Morgan alleges that he was never informed of his constitutional rights or the charges against him, and was not provided with an attorney upon his request.

Ultimately, Morgan was charged under California Penal Code §§ 148(a) (resisting, delaying, or obstructing an officer), 12025(a) (carrying a concealed firearm), 12031(a) (carrying a loaded firearm), and California Vehicle Code § 14601.1(a) (driving when one's driving privilege is suspended or revoked). Although Morgan was prosecuted for the Penal Code violations, a Kern County Municipal Court commissioner later determined that there was no probable cause to search Morgan's vehicle or to initiate criminal proceedings against him. All state charges were subsequently dismissed.

Morgan then filed a civil rights action in the United States District Court for the Central District of California alleging twenty-five causes of action against the United States of America, the Department of Defense, the United States Air Force, Secretary of Defense William Cohen, Major General Richard Reynolds, Colonel Edward De Iulio, Lieutenant Colonel Neil Rader, Broughton, Erichsen, and Goodson.

The defendants moved to dismiss pursuant to Rule 12(b)(6). Facts not alleged in the Complaint were asserted in the motion papers, including an accompanying declaration from an Air Force officer. After the district court heard oral argument from both parties, it dismissed all claims with prejudice. Morgan subsequently moved for reconsideration, attaching his own lengthy declaration of the factual events. The district court denied Morgan's motion for reconsideration.

II

Morgan seeks damages pursuant to Bivens v. Six Unknown Named Agents, 403 U.S. 388, 91 S.Ct. 1999, 29 L.Ed.2d 619 (1971), arguing that appellees violated his constitutional rights under the Fourth Amendment.3

Morgan claims the district court erred in dismissing his Bivens claim when it held that probable cause was not required to stop, search, and seize his vehicle on a closed military installation. We review the district court's dismissal of Morgan's action de novo. See Vestar Dev. II, LLC v. General Dynamics Corp., 249 F.3d 958, 960 (9th Cir.2001).

A

The United States, relying on Branch v. Tunnell, 937 F.2d 1382 (9th Cir.1991), maintains that a heightened pleading standard should be applied in this case because the government asserted the defense of qualified immunity before the district court. Branch required application of a heightened pleading standard for complaints in which subjective intent is an element of the constitutional tort. See Housley v. United States, 35 F.3d 400, 401 (9th Cir.1994). The government's argument is foreclosed by our recent decision in Galbraith v. County of Santa Clara, 307 F.3d 1119 (9th Cir.2002). In Galbraith, we overruled Branch on the basis of intervening Supreme Court precedent. Id. at 1125. Heightened pleading standards no longer apply to constitutional claims involving improper motives. The traditional Rule 12(b)(6) standards govern our analysis of Morgan's Complaint.

Problem requirements: According to the court opinion excerpt, what happened to all the state charges against Morgan? The listing has nothing to do with this.

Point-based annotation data
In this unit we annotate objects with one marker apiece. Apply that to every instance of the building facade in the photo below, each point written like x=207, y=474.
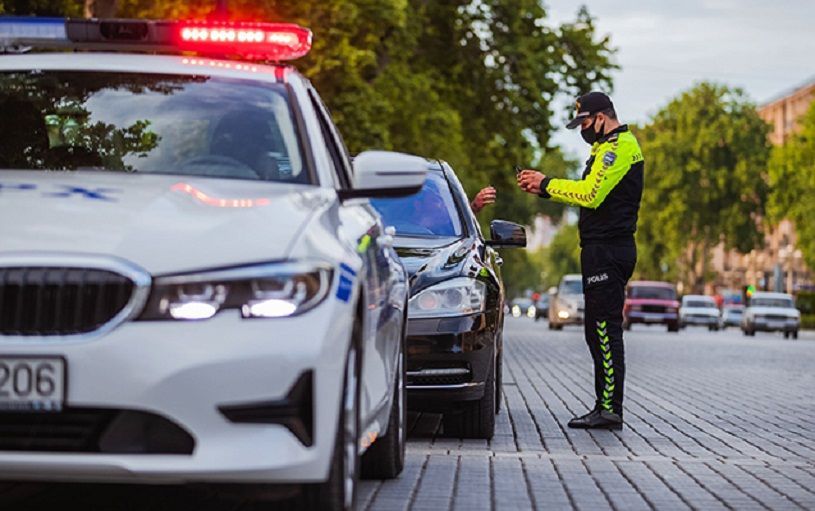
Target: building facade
x=778, y=266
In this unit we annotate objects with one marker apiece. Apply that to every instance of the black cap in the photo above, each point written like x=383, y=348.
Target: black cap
x=588, y=104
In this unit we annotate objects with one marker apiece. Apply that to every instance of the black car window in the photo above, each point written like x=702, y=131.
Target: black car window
x=148, y=123
x=431, y=212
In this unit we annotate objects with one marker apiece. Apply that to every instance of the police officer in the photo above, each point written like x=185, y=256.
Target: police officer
x=608, y=195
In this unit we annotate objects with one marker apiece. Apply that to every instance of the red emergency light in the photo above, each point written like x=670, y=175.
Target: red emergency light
x=275, y=41
x=249, y=40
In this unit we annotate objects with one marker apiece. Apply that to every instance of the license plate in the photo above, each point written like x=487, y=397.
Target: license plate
x=32, y=383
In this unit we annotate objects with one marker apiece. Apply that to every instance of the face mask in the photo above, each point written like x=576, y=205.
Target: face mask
x=589, y=135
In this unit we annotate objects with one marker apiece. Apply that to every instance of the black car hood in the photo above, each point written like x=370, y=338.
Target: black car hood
x=427, y=264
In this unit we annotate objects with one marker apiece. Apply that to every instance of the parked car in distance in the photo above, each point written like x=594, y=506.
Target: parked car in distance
x=522, y=307
x=651, y=303
x=731, y=315
x=542, y=306
x=455, y=312
x=771, y=312
x=699, y=310
x=567, y=304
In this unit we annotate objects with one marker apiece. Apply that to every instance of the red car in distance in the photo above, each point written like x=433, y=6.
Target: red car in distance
x=650, y=303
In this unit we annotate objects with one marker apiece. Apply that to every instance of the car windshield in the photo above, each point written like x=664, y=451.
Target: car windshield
x=772, y=302
x=148, y=123
x=571, y=287
x=651, y=293
x=431, y=212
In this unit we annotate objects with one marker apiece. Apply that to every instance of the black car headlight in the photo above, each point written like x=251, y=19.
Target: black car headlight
x=456, y=297
x=272, y=290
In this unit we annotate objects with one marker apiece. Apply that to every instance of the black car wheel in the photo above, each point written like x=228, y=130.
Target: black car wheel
x=477, y=420
x=499, y=375
x=385, y=459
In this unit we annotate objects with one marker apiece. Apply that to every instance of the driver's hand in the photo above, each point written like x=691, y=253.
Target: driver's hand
x=482, y=198
x=530, y=181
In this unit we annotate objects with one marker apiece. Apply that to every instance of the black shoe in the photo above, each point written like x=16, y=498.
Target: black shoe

Task answer: They were dismissed.